- Exercise task
Include in the output the line containing "Locate the religious" and each subsequent line of the records, through the end, transcribed exactly. Add nothing else.

★ ★ ★

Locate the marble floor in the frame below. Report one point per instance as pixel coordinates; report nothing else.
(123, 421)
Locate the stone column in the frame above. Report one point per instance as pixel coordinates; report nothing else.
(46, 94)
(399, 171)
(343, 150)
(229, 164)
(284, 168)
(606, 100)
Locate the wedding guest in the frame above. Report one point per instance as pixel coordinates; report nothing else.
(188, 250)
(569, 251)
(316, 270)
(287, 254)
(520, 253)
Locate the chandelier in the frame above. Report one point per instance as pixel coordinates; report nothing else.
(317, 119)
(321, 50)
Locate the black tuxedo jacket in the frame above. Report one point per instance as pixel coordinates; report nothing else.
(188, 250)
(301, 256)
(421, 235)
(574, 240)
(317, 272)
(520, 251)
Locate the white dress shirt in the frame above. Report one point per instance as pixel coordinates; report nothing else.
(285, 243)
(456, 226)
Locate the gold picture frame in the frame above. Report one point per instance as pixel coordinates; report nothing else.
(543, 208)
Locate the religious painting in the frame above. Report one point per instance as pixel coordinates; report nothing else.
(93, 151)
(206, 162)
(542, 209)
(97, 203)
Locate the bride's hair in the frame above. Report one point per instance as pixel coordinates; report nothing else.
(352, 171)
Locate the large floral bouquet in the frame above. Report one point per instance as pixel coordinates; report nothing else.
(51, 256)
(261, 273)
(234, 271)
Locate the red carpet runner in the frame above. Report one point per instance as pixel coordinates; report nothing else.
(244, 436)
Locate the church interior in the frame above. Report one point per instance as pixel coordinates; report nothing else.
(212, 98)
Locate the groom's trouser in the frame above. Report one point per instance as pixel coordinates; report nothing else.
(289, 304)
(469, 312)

★ ★ ★

- Final answer
Locate the religious painting in the frame above. Report one point per instance as pixel coordinates; report nothing else.
(93, 151)
(206, 162)
(542, 209)
(97, 203)
Locate the bride's hair in the frame above. Report one point per instance as pixel coordinates; report nothing else.
(352, 171)
Locate the large floral bouquet in the frame above. Report one point per instance as pixel coordinates; report nothing else.
(51, 256)
(261, 273)
(234, 271)
Locate the red carpet runner in the frame above. Report one point per instance as pixel coordinates; report nothing else.
(244, 436)
Locate the church interior in the frame above. Report one point per instance as pixel coordinates; report nothing else.
(212, 98)
Locate the groom's trouser in the frame above. Report one point per instance as pixel coordinates; report nothing else.
(289, 304)
(469, 312)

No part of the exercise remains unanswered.